ACT Policing consists of five police stations (patrols) located in the Canberra town centres of Belconnen, City (Civic), Woden, Tuggeranong and Gungahlin Joint Emergency Service Centre. Police Constables based at these stations provide general duties community policing for the ACT. Uniformed Road Policing members work from the Road Policing Centre in Hume which opened in June 2023 and primarily focus on road safety and traffic law enforcement within the ACT.

The Winchester Police Centre, Benjamin Way, Belconnen, is the ACT Policing Headquarters. The Complex houses ACT Policing's Executive, administrative and support sections and elements of the Criminal Investigations area (CI).

The complex is named in memory of the former Assistant Commissioner Colin Winchester APM, the head of the then ACT Region (ACT Policing) of the AFP. Assistant Commissioner Winchester was murdered outside his house in early 1989.

**PARTS OF THE EXERCISE:**
A - Answer these questions from the ACT Policing text:
(i) In which suburb is the Road Policing Centre, and when did it open?
(ii) On what street is the Winchester Police Centre?
(iii) When was Assistant Commissioner Winchester murdered?
B - Can you copy the ACT Policing text word for word between "ACT Policing consists" and "within the ACT.", inclusive?

**INFORMATION:**
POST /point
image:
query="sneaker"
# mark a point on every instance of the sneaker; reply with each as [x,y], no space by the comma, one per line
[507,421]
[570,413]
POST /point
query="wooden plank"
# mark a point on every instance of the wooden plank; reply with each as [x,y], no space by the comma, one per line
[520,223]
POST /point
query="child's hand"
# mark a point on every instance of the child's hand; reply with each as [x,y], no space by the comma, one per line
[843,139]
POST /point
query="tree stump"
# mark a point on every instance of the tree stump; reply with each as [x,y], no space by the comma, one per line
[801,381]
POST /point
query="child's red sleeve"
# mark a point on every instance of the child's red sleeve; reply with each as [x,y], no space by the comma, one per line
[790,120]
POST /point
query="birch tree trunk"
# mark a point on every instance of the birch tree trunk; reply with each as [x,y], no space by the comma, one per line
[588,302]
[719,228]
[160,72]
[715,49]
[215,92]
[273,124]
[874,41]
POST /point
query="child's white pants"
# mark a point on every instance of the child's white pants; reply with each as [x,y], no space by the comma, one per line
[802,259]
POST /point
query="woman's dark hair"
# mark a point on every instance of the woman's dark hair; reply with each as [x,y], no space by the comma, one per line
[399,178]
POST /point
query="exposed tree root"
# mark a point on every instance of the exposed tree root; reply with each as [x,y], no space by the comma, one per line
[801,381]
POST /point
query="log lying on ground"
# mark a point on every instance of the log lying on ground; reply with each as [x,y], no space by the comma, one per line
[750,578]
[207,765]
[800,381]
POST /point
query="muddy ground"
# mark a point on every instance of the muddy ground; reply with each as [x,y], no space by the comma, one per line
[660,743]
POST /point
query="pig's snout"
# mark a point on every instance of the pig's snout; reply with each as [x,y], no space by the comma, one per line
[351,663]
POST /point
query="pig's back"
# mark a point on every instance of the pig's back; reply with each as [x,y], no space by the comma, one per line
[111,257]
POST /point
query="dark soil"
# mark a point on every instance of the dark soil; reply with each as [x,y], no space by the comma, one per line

**PROBLEM SOLUTIONS:**
A -
(i) Hume; it opened in June 2023.
(ii) Benjamin Way, Belconnen.
(iii) Early 1989.

B -
ACT Policing consists of five police stations (patrols) located in the Canberra town centres of Belconnen, City (Civic), Woden, Tuggeranong and Gungahlin Joint Emergency Service Centre. Police Constables based at these stations provide general duties community policing for the ACT. Uniformed Road Policing members work from the Road Policing Centre in Hume which opened in June 2023 and primarily focus on road safety and traffic law enforcement within the ACT.